Category Archives: Photography

Trial and error

The other day I posted some pictures I’d taken in Sherborne Abbey. They were shot on black & white film, scanned and edited digitally. I had envisaged a pale blue tone to emphasise the coolness of the stone building. At the time, I found the blue look I wanted digitally.



With that image in mind, I did some toner tests using Fotospeed BT20 iron blue toner. I found it quite hard to tame at first and I made a lot of small test prints until I got more-or-less the look I wanted after diluting it 1+2.

Test prints

Test prints

  • Test 12 is probably the best, but I’m still not quite happy with the shade. It’s too turquoise.
  • Test 5 has nice shadows but is too blue.
  • Test 3 is an interesting effect and one I might use again.
  • Test 9 is also an interesting effect, which definitely gives the impression of light

More experimentation is definitely needed, but I fear the look I wasn’t isn’t attainable with this blue toner. It has been recommended to me to use gold toner (which comes out blue) but that is quite expensive – about £60 per litre.

Victorian selfie

I had a brainwave about a better way of using my 1890s Lancaster Instantograph. It has no shutter so only very slow films can be used. Until now, I’ve been using paper negatives which are very slow, but can’t be enlarged – only contact-printed.

I remembered I had a box of Kodalith 5×4″ lith film which expired before I was born. Long-expired film loses its sensitivity and contrast, so I wondered if this film was now insensitive enough to be used without a shutter. I did a few brief tests and found that it can be exposed quite nicely at ISO 25 and developers well in paper developer. Lith film usually produces a hard black-and-white (not greyscale) image, but as this Kodalith is so old, it seems less aggressive.

I’ve invented the perfect recipe for a Victorian-style split sepia selfie – just 37 simple steps.

  1. Go into the darkroom. Switch off the light and work under red safelight.
  2. Use scissors to cut 5×4″ lith film down to 4¼×3¼” quarter-plate format
  3. Load cut film into film holder
  4. Emerge from the darkroom.
  5. Using a dark-cloth, position, adjust and focus the camera on its tripod using a large mirror. You won’t be able to hold this camera at arm’s length!
  6. Place the lens cap on the lens (it acts as a shutter on this shutterless camera)
  7. Insert the film holder into the camera
  8. Use a light meter to determine the exposure. I used a selenium meter from the 1950s and came up with an exposure of 60 seconds at f/10 (wide open) using the artificial light in my living room
  9. Withdraw the dark slide (you can see it sticking out of the side of the camera in my picture)
  10. Remove the lens cap and immediately stand as still as possible for the exposure
  11. Replace the lens cap
  12. Replace the dark slide
  13. Return to the darkroom and work under red safelight
  14. Unload the film holder
  15. Place the film in developer for 90 seconds. I used Ilford PQ Universal.
■ ■ ■ ■ ■ ■ ■
■ **Given instruction 1**
Answer these questions from the photography post:
(a) Which toner was used for the blue toning tests?
(b) At what dilution did the toner give roughly the desired look?
(c) What exposure did the selenium meter indicate for the selfie?
■ **Given instruction 2**
Alter the photography post's passage between "Trial and error" and "It’s too turquoise.", inclusive, by replacing "Sherborne Abbey" with "Wells Cathedral".

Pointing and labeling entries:
■ ■ ■ ■ ■ ■ ■
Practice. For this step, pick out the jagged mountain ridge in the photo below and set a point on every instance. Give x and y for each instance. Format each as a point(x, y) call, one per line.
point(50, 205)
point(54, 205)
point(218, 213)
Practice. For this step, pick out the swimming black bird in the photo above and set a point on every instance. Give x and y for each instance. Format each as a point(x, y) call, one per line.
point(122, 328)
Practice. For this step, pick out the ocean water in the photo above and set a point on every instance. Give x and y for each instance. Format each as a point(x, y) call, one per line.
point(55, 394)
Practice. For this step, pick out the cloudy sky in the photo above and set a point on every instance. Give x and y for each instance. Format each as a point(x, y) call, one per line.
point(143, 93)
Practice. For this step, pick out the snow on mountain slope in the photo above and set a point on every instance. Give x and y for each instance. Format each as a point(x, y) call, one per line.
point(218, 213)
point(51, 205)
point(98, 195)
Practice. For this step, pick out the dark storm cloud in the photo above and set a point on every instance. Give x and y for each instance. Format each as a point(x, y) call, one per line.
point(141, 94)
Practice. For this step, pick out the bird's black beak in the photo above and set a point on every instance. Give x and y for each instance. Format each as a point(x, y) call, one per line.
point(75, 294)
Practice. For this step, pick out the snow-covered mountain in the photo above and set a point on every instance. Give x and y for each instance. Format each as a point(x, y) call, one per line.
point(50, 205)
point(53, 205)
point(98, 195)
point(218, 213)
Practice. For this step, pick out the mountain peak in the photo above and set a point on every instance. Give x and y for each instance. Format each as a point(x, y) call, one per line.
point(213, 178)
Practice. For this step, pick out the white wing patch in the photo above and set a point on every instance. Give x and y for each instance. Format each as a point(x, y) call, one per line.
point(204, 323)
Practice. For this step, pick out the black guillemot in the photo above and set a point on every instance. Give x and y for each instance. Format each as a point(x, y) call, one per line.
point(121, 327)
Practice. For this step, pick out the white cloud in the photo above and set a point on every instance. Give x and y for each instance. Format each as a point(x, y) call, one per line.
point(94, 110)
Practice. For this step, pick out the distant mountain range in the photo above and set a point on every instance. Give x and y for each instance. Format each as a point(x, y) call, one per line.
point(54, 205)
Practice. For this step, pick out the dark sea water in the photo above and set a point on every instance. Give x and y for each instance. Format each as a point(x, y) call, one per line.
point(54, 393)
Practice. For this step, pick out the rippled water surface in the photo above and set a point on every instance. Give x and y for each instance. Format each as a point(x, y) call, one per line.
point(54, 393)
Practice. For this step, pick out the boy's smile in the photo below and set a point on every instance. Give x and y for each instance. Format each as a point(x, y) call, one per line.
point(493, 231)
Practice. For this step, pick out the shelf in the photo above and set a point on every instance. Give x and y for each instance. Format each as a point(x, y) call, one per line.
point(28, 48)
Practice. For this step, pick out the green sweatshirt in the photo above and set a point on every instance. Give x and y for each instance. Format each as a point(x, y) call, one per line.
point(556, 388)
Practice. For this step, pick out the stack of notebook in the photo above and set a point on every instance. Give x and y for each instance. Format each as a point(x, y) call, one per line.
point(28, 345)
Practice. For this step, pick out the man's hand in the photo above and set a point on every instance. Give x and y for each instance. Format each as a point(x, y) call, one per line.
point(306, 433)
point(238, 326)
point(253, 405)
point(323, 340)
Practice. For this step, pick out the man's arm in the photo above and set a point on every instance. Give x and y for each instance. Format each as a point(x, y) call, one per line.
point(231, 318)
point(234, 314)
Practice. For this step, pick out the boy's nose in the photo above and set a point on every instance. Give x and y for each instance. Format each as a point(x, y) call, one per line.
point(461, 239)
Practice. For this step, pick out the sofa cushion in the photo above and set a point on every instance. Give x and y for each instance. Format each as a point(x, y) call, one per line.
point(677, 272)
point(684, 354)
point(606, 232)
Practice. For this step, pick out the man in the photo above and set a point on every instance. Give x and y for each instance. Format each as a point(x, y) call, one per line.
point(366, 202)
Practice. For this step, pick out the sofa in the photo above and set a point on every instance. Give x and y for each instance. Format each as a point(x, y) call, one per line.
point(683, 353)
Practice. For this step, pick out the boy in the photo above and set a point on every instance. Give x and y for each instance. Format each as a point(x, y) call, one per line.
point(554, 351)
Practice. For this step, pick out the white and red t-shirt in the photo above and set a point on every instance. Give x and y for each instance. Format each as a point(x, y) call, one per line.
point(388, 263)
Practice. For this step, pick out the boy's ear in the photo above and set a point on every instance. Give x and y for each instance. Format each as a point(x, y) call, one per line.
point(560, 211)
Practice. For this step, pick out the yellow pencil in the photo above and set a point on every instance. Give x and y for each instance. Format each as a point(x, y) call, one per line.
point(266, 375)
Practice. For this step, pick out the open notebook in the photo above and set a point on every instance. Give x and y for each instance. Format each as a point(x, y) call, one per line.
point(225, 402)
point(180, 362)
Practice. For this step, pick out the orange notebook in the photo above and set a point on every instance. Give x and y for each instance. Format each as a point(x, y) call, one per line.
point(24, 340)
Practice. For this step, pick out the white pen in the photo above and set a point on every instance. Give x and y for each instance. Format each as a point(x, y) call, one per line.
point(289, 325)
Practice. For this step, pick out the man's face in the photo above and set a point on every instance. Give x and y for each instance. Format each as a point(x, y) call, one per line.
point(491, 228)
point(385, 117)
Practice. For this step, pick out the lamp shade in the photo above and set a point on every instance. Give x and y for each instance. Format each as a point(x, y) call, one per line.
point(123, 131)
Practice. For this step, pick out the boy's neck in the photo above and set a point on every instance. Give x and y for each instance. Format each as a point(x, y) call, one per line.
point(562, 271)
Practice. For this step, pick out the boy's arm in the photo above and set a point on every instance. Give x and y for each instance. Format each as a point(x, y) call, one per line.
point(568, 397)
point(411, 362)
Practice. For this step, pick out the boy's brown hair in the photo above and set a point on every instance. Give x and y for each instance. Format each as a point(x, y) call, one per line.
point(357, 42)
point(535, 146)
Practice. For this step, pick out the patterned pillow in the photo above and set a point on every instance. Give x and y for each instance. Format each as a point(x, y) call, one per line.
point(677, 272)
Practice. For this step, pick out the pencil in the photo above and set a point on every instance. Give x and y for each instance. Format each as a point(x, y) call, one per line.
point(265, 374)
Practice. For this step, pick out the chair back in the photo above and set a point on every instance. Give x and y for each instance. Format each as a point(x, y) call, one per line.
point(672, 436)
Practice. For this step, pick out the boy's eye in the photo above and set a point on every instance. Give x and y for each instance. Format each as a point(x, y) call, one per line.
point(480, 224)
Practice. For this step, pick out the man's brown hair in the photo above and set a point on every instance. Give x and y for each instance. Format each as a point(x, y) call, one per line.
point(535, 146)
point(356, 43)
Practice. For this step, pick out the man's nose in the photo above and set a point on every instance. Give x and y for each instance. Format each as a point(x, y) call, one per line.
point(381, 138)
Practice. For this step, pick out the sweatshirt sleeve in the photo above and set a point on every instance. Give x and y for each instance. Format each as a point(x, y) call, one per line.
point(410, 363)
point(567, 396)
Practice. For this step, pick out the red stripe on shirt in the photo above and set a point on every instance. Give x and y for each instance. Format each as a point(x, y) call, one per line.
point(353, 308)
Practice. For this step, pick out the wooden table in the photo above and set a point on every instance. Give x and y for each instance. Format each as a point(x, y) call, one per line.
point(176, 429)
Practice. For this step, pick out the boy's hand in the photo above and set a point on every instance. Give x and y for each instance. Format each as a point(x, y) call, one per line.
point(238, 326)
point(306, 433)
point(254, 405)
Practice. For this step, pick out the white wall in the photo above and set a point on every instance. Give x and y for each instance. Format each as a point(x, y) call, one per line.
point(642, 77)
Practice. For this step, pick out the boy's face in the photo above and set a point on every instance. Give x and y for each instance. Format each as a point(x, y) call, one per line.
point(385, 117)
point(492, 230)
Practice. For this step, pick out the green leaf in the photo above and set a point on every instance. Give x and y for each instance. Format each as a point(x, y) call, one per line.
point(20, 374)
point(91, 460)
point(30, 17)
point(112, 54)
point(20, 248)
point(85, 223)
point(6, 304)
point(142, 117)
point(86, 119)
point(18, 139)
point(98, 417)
■ ■ ■ ■ ■ ■ ■
■ **Exercise solution 1**
(a) Fotospeed BT20 iron blue toner
(b) 1+2
(c) 60 seconds at f/10 (wide open)

■ **Exercise solution 2**
Trial and error

The other day I posted some pictures I’d taken in Wells Cathedral. They were shot on black & white film, scanned and edited digitally. I had envisaged a pale blue tone to emphasise the coolness of the stone building. At the time, I found the blue look I wanted digitally.



With that image in mind, I did some toner tests using Fotospeed BT20 iron blue toner. I found it quite hard to tame at first and I made a lot of small test prints until I got more-or-less the look I wanted after diluting it 1+2.

Test prints

Test prints

  • Test 12 is probably the best, but I’m still not quite happy with the shade. It’s too turquoise.